==== RECORDS FOR THE EXERCISE ====

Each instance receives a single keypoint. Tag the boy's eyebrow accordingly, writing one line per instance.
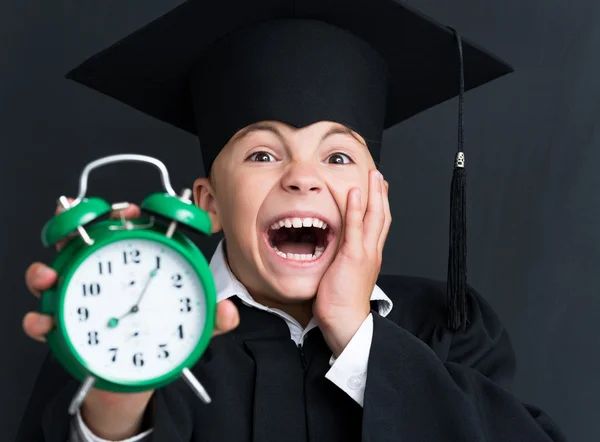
(343, 130)
(255, 127)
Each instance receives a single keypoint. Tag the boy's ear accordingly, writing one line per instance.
(204, 198)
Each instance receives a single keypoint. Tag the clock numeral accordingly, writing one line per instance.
(131, 256)
(83, 313)
(105, 267)
(91, 289)
(114, 353)
(164, 354)
(138, 360)
(187, 307)
(177, 280)
(93, 338)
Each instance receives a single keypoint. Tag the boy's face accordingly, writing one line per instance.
(271, 172)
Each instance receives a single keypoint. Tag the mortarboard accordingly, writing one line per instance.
(212, 68)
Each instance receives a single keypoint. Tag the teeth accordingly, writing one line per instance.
(301, 256)
(299, 222)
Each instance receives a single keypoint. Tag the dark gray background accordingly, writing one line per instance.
(533, 192)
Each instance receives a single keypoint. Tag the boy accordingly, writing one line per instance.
(289, 101)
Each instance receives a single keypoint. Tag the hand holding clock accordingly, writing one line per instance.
(112, 416)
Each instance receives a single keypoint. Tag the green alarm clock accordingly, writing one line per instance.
(134, 303)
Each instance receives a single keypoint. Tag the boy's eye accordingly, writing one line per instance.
(261, 157)
(338, 158)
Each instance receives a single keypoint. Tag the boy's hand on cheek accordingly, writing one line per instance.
(343, 298)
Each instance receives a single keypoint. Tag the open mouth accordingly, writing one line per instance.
(300, 239)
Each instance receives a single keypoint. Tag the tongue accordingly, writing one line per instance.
(300, 248)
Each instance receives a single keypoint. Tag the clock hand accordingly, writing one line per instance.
(113, 322)
(152, 275)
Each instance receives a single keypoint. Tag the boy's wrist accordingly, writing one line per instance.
(120, 420)
(339, 333)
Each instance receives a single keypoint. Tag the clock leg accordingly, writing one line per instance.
(195, 385)
(84, 389)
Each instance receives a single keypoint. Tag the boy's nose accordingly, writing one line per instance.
(301, 180)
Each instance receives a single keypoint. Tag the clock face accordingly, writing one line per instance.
(134, 310)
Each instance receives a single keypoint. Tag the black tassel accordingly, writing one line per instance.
(457, 259)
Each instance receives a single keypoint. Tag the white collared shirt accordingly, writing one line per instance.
(348, 371)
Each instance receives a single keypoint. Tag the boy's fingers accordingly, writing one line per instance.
(39, 277)
(353, 229)
(375, 215)
(227, 318)
(37, 325)
(388, 216)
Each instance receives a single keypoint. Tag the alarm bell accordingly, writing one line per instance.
(83, 211)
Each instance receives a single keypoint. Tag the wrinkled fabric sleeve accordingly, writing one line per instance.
(349, 370)
(413, 394)
(46, 417)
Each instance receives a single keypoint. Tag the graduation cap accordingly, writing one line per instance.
(212, 68)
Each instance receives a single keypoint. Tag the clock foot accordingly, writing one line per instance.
(195, 385)
(84, 389)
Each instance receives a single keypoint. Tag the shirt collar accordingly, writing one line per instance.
(227, 285)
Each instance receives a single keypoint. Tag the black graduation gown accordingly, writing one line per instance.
(424, 383)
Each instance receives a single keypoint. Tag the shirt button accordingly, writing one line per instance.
(355, 382)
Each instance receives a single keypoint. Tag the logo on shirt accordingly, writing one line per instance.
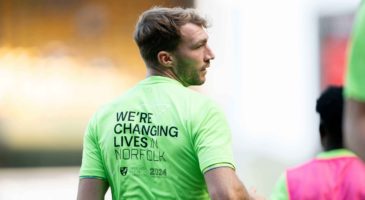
(123, 170)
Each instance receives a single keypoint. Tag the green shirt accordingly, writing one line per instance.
(355, 77)
(280, 191)
(156, 142)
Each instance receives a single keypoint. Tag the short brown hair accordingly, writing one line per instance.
(158, 29)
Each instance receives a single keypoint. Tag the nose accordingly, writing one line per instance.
(209, 55)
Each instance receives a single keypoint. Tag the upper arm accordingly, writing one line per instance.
(280, 191)
(355, 126)
(223, 183)
(92, 160)
(212, 138)
(92, 189)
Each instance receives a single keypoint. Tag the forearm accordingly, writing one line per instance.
(92, 189)
(224, 184)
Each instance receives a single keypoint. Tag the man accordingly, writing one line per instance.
(355, 88)
(162, 140)
(335, 173)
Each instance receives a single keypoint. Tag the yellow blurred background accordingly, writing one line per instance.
(59, 61)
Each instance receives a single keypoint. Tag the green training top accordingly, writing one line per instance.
(355, 77)
(156, 142)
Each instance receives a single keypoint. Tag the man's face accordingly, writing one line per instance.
(192, 55)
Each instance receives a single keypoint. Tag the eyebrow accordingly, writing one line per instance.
(199, 42)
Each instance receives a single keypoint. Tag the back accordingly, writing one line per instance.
(156, 141)
(338, 177)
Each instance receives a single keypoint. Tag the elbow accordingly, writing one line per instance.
(230, 194)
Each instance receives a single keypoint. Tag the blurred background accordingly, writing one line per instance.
(62, 59)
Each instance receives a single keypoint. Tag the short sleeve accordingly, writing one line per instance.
(212, 142)
(92, 165)
(355, 81)
(280, 191)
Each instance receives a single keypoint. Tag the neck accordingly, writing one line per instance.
(165, 72)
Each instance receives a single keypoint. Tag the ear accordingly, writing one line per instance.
(165, 58)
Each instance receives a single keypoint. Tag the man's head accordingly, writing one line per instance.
(330, 108)
(175, 40)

====

# WORK REQUIRED
Copy all of the records above word for word, omitting the pictures.

# OUTPUT BELOW
Each instance receives a single keypoint. Tag the boy's eyebrow accordingly, writing one line per instance.
(343, 130)
(255, 127)
Each instance receives a single keypoint. Tag the boy's ear accordingly, writing one line per instance.
(204, 198)
Each instance receives a single keypoint. Tag the clock numeral accordingly, writing one line per instance.
(131, 256)
(83, 313)
(105, 267)
(91, 289)
(114, 353)
(164, 354)
(138, 360)
(187, 307)
(177, 280)
(93, 338)
Each instance receives a single keypoint. Tag the boy's face accordingly, writing one line per instance.
(271, 172)
Each instance receives a single keypoint. Tag the mortarboard accordingly, writing one line per instance.
(212, 68)
Each instance receives a single keypoint. Tag the teeth accordingly, writing one line per instance.
(301, 256)
(299, 222)
Each instance receives a single keypoint. Tag the dark gray background accordingly, writing one line per instance.
(533, 192)
Each instance receives a single keypoint. Tag the boy accordingly, writing one line per instance.
(289, 101)
Each instance receives a single keypoint. Tag the hand holding clock accordingly, writing one line per instance.
(112, 416)
Each instance receives a single keypoint. Tag the green alarm clock accordingly, writing one line per instance.
(134, 303)
Each instance receives a single keypoint. Tag the boy's eye accordingly, writing one line per instance.
(261, 157)
(338, 158)
Each instance receives a single keypoint. Tag the boy's hand on cheek accordingly, writing one line per instance.
(343, 298)
Each instance receives a single keypoint. Tag the open mouth accordingly, writing one line per instance.
(300, 239)
Each instance receives a single keypoint. Tag the tongue accordingly, writing one line per instance.
(300, 248)
Each instance receives a single keypoint. Tag the clock hand accordingly, writing one line per instance.
(113, 322)
(152, 275)
Each instance receives a single keypoint. Tag the boy's wrist accordingly, writing one line per instance.
(120, 420)
(339, 333)
Each instance receives a single keypoint. Tag the clock leg accordingly, writing one line per instance.
(195, 385)
(84, 389)
Each instance receives a single keypoint. Tag the boy's nose accordingly, writing one line per instance.
(301, 180)
Each instance receives a single keypoint. Tag the clock face accordingly, writing one line per instance.
(134, 310)
Each instance receives a single keypoint. Tag the black tassel accordingly, writing one line per instance.
(457, 259)
Each instance receives a single keypoint. Tag the white collared shirt accordingly, writing one line per instance.
(348, 371)
Each instance receives a single keypoint. Tag the boy's fingers accordingly, writing one line per instance.
(39, 277)
(353, 229)
(375, 215)
(227, 318)
(37, 325)
(388, 216)
Each instance receives a single keypoint. Tag the alarm bell accordingly, writing one line per instance.
(83, 211)
Each instance receives a single keypoint. Tag the wrinkled fabric sleeve accordingly, writing one line per instance.
(349, 370)
(413, 394)
(46, 417)
Each instance receives a single keypoint. Tag the graduation cap accordingly, writing one line per instance.
(212, 68)
Each instance receives a single keypoint. Tag the clock foot accordingly, writing one line per instance.
(195, 385)
(84, 389)
Each instance receives a single keypoint. Tag the shirt collar accordingly, writing one line per instance.
(227, 285)
Each instance receives a single keypoint. Tag the black graduation gown accordingly, writing one line per instance.
(424, 383)
Each instance receives a single keypoint. Tag the shirt button accordingly, writing one line per instance.
(355, 382)
Each instance receives a single keypoint. Tag the logo on shirt accordingly, writing one line per instance.
(123, 170)
Each instance receives a single keypoint. Tag the green shirt accordingly, writing one line per instance.
(355, 77)
(280, 191)
(156, 142)
Each instance receives a single keypoint. Tag the short brown hair accordingly, writing one line per instance.
(158, 29)
Each instance receives a single keypoint. Tag the nose accordingly, writing one line per instance.
(209, 55)
Each instance receives a single keypoint. Tag the upper arm accordingly, writing one line per instance.
(280, 191)
(355, 126)
(223, 183)
(92, 160)
(212, 138)
(92, 189)
Each instance receives a single keypoint. Tag the forearm accordingly, writing one line per instance.
(92, 189)
(224, 184)
Each instance receives a single keypoint. Tag the man accordingly, writing one line per instance.
(355, 88)
(162, 140)
(335, 173)
Each instance receives a single keypoint. Tag the yellow blurred background accordingly, writing one line per instance.
(59, 61)
Each instance receives a single keypoint. Tag the green training top accordingly, writing one line per instance.
(355, 77)
(156, 142)
Each instance receives a single keypoint. Tag the man's face accordingly, writing one line per instance.
(192, 55)
Each instance receives a single keypoint. Tag the eyebrow accordingly, writing one line per instance.
(199, 42)
Each instance receives a single keypoint. Tag the back accordingly, writing one line per instance.
(156, 141)
(338, 177)
Each instance receives a single keypoint. Tag the elbow accordingly, writing one line per instance.
(230, 194)
Each instance receives a single keypoint. Tag the blurred background accordingly, writing one line per instance.
(62, 59)
Each instance receives a single keypoint. Tag the short sleeve accordingly, writing one line per instance.
(212, 142)
(92, 165)
(355, 81)
(280, 191)
Each instance receives a single keypoint. Tag the neck accordingly, writing one line per instance.
(165, 72)
Each instance receives a single keypoint. Tag the ear accordingly, writing one line per instance.
(165, 58)
Each instance receives a single keypoint. Tag the man's head accordingly, writing one line per instance.
(330, 108)
(175, 40)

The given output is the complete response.